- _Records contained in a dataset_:
☆ ☆ ☆ ☆ ☆

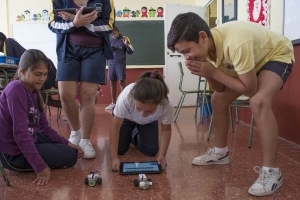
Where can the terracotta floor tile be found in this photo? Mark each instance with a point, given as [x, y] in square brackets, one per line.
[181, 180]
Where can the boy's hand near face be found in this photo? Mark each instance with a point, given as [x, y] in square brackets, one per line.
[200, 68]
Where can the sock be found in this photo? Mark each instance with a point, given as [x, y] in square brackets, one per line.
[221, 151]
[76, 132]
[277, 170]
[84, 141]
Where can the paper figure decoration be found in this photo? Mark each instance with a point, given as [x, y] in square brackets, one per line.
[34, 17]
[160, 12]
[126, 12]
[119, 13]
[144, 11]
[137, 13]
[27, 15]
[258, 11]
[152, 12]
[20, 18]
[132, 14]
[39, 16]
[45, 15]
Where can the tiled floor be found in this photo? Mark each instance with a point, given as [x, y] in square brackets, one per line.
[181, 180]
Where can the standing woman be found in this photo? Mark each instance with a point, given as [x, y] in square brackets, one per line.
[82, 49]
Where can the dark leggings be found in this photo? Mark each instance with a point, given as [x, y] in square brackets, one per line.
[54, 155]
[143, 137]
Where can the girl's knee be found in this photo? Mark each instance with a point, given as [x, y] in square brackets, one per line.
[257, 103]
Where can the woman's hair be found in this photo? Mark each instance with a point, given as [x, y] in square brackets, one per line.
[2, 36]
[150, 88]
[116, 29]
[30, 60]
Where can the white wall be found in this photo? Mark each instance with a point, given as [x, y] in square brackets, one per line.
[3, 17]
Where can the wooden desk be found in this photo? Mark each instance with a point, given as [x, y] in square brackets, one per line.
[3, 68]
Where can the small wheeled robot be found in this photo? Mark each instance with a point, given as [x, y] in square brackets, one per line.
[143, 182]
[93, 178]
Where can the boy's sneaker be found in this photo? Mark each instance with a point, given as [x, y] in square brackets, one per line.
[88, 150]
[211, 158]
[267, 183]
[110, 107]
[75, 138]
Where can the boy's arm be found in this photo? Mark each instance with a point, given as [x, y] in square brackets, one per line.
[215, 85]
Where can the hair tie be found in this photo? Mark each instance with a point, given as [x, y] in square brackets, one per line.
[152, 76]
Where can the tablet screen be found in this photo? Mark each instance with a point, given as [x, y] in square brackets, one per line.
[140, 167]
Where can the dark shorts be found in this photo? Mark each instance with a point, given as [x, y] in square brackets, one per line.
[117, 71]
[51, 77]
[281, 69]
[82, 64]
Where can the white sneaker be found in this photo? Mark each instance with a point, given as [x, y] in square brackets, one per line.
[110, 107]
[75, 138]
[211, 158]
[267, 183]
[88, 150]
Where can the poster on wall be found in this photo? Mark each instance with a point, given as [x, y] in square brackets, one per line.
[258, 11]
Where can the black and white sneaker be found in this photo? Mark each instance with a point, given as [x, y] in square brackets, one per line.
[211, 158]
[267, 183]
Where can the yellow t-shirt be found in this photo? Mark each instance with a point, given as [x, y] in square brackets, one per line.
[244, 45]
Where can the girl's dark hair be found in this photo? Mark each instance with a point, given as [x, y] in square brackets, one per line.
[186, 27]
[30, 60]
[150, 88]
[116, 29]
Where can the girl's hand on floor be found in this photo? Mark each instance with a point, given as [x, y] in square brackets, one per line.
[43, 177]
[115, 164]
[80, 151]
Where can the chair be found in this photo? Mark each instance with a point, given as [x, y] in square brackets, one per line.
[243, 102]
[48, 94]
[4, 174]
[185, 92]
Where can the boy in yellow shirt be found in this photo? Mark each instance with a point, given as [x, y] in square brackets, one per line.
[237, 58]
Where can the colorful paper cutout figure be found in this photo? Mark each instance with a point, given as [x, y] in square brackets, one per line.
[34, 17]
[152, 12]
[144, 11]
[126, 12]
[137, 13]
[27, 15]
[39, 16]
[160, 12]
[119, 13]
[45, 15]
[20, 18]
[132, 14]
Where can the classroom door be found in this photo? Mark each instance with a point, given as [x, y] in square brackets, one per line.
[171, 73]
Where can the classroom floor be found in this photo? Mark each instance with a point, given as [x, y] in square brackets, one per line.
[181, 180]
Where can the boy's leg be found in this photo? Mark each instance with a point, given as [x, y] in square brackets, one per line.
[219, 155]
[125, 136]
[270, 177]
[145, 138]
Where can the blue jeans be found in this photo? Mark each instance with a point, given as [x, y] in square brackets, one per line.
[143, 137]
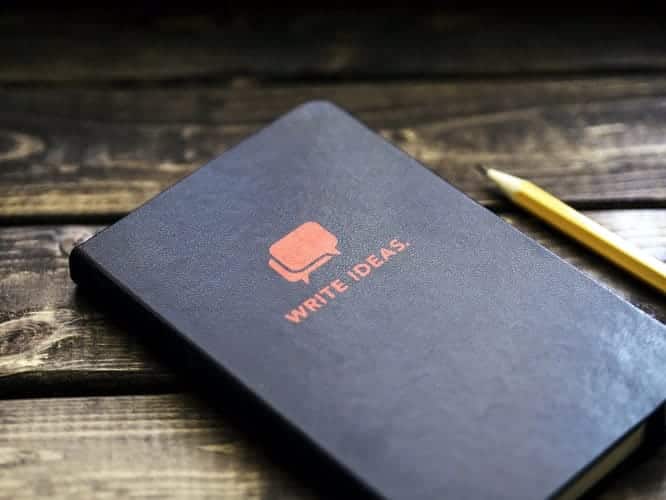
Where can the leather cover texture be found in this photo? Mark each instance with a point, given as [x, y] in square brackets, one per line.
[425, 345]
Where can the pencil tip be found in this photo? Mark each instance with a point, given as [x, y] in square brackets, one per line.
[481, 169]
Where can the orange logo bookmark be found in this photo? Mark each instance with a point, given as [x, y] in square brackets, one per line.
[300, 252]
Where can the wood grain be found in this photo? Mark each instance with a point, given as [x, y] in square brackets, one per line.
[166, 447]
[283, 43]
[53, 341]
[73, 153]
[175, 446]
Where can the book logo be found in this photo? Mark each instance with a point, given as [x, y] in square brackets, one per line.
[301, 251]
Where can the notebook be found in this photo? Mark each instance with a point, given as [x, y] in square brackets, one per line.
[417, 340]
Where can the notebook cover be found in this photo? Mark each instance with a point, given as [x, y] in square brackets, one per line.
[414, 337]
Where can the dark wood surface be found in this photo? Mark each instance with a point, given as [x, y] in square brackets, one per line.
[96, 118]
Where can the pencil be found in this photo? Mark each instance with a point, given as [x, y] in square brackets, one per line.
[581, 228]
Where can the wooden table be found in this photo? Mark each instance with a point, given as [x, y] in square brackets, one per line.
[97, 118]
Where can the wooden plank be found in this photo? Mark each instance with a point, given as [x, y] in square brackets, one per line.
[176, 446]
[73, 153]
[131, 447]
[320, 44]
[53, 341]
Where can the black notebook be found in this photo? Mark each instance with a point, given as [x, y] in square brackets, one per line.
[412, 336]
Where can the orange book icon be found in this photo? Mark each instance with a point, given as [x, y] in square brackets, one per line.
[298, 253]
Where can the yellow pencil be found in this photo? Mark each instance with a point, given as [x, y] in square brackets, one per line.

☆ ☆ ☆ ☆ ☆

- _DIRECTIONS FOR THIS TASK_: Set down, exactly and in full, the lines from the one containing "Where can the wooden plank" through the end of the entries; no other line belongs.

- _SOLUTION FOR THIS PROBLEM_:
Where can the wooden plank be found in this photo? Mark each instance with a point, given as [x, y] in square brackets, one per line.
[176, 446]
[73, 153]
[131, 447]
[320, 44]
[53, 341]
Where can the black notebook be found in this photo? Mark each instance with a point, given as [x, y] in square brackets, one per line.
[412, 336]
Where can the orange book icon be found in this photo? Mark each instance with a point, given as [x, y] in square brackets, one per line.
[298, 253]
Where can the yellow pencil be found in this photo? Mark each instance with a point, given as [x, y] in square brackets, one per line.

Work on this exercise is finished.